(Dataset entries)

----------------

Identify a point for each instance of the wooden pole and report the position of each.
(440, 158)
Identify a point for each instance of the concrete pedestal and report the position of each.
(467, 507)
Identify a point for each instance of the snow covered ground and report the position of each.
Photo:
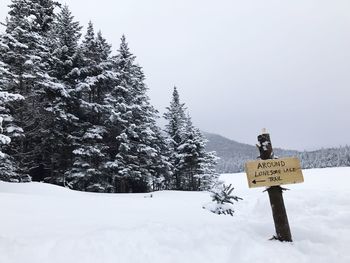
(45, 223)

----------------

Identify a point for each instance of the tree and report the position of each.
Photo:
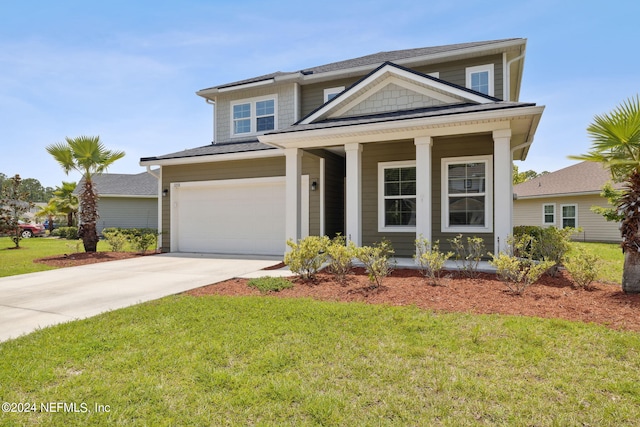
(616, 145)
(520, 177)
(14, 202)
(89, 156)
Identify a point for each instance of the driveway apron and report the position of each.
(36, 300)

----------------

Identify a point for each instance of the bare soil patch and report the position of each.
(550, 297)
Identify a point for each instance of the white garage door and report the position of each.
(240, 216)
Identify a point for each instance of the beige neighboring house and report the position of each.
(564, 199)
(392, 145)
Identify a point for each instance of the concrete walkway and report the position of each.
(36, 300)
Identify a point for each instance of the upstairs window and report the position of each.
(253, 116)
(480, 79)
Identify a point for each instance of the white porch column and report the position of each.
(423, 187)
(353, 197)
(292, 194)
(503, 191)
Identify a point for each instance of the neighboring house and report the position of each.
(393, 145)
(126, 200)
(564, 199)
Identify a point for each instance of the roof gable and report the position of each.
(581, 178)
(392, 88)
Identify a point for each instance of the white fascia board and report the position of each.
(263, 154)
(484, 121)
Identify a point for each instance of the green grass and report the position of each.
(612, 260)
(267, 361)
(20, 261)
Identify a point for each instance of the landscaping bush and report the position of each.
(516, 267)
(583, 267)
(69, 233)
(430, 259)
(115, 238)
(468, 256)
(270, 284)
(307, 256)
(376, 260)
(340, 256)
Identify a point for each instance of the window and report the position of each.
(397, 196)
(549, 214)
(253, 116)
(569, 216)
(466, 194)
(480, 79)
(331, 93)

----------------

Pick out every line in the dataset entries above that contains the word "house", and copy each of those lines in full. Case counts when matching.

Identify a point for each instance of the beige neighboring house and report the position of each.
Identify a point for each instance of the neighboring house and report the position of each.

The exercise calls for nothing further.